日本の近代化に貢献した商人: 清水卯三郎
「瑞穂屋」の経営者
NHKの2026年前期朝ドラ「風、薫る」で主人公・一ノ瀬りん(見上愛)と大家直美(上坂樹里)のモデルは、大関和(おおぜきちか)(1858~1932年)さんと鈴木雅(すずきまさ)(1857~1940年)さんです。
大関和さんと鈴木雅さんは明治時代に「トレインドナース」となり、明治・大正期を通じて偏見の多かった看護婦という職業の確立に多大な貢献をされました。その活躍ぶりから、とりわけ大関和さんは「明治のナイチンゲール」とも呼ばれています。
その大関和さんと鈴木雅さんがトレインドナースになるために看護学生をしていた頃、東京・浅草で「瑞穂屋(みずほや)」という書店が西洋の政治思想や技術(薬の技術・花火の作り方)、歯科医学などに関する本を発刊していました。
この「瑞穂屋」を経営していた人物が、日本の近代化に貢献した商人と言われる清水卯三郎(しみずうさぶろう)(1829~1910年)でした。
清水卯三郎とは
1829(文政12)年、武蔵国埼玉郡羽生村(現在の埼玉県羽生市)で誕生。
横浜で英語を学び、1863(文久3)年に勃発した薩英戦争では英国側の通訳として和平に尽力。1867 (慶応3)年にフランスで開催されたパリ万国博覧会では、日本人唯一の商人として参加するなど、幕末の外交・貿易で活躍。
明治維新後には東京・浅草で「瑞穂屋」を開業し、欧米の技術、学問を目にした経験を生かして実業家として活動。また、かな文字論者としても知られ、「明六社」のメンバーとしてひらがなの普及を主張する。
大関和と清水卯三郎の関係について
大関和と清水卯三郎との出会い 「風、薫る」より
NHKが朝ドラ「風、薫る」の制作を発表した時のあらすじには、大山捨松に関する記述があります。
りんと直美は、鹿鳴館の華といわれた大山捨松(おおやま すてまつ)や明六社にも所属した商人・清水卯三郎(しみず うさぶろう)らと出会い、明治の新しい風を感じながら、強き者と弱き者が混在する“社会”を知り、刻々と変わり続けていく社会の中で“自分らしく幸せに生きること”を模索していく。

-- -- --

* [課題 A]:
清水卯三郎の記事について、次の問いに答えてください。
(i) 清水卯三郎が生まれた羽生村は、現在のどこにあたりますか。
(ii) 薩英戦争で、清水卯三郎はどちらの側の何として和平に尽力しましたか。
(iii) 「瑞穂屋」は東京のどこで開業されましたか。
* [課題 B]:
次の各文が清水卯三郎の記事の内容と合うかどうかを「はい」か「いいえ」で答え、判断の根拠となる記事の言葉をそのまま引用してください。
(i) 清水卯三郎は、パリ万国博覧会に日本人で唯一の商人として参加した。
(ii) 「明治のナイチンゲール」と呼ばれているのは鈴木雅である。
(iii) 清水卯三郎は、明六社のメンバーとしてカタカナの普及を主張した。
* [課題 C]: 清水卯三郎の記事を、最後の文の後から引き継いで書き進めてください。
後に続く行は清水卯三郎の記事とは関係ありません。

-- -- --

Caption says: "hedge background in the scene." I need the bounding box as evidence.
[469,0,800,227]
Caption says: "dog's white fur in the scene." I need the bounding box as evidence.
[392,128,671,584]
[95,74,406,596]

-- -- --

* [解答 A]:
(i) 埼玉県羽生市
(ii) 英国側の通訳
(iii) 浅草

* [解答 B]:
(i) はい。「日本人唯一の商人として参加するなど」
(ii) いいえ。「とりわけ大関和さんは「明治のナイチンゲール」とも呼ばれています」
(iii) いいえ。「「明六社」のメンバーとしてひらがなの普及を主張する」

* [解答 C]:
どうやら「風、薫る」では大関和のモデルとなった一ノ瀬りん(見上愛)と、鈴木雅のモデルとなった大家直美(上坂樹里)は、大山捨松と出会うという設定になっているようです。
風、薫る 清水卯三郎役は坂東彌十郎さん
NHKは朝ドラ「風、薫る」での清水卯三郎役として、2025年9月13日土曜日に坂東彌十郎さんの起用とその役柄を発表しています。
日本橋で舶来品などを手広く扱う『瑞穂屋』を営む。りん、直美と深く関わりを持つようになる。
「風、薫る」の原案では登場しない清水卯三郎
ただし、「風、薫る」の原案となっている「明治のナイチンゲール 大関和物語」では清水卯三郎は登場しません。
また「」や「」といった大関和さんを主人公として小説でも清水卯三郎は、登場もしなければ、名前が言及されることはありません。
「風、薫る」で大関和さんがモデルとなっている一ノ瀬りんや、鈴木雅さんがモデルとなっている大家直美が清水卯三郎と出会うというお話は、これらの小説にはないNHK朝ドラならではの「創作」であるのかもしれません。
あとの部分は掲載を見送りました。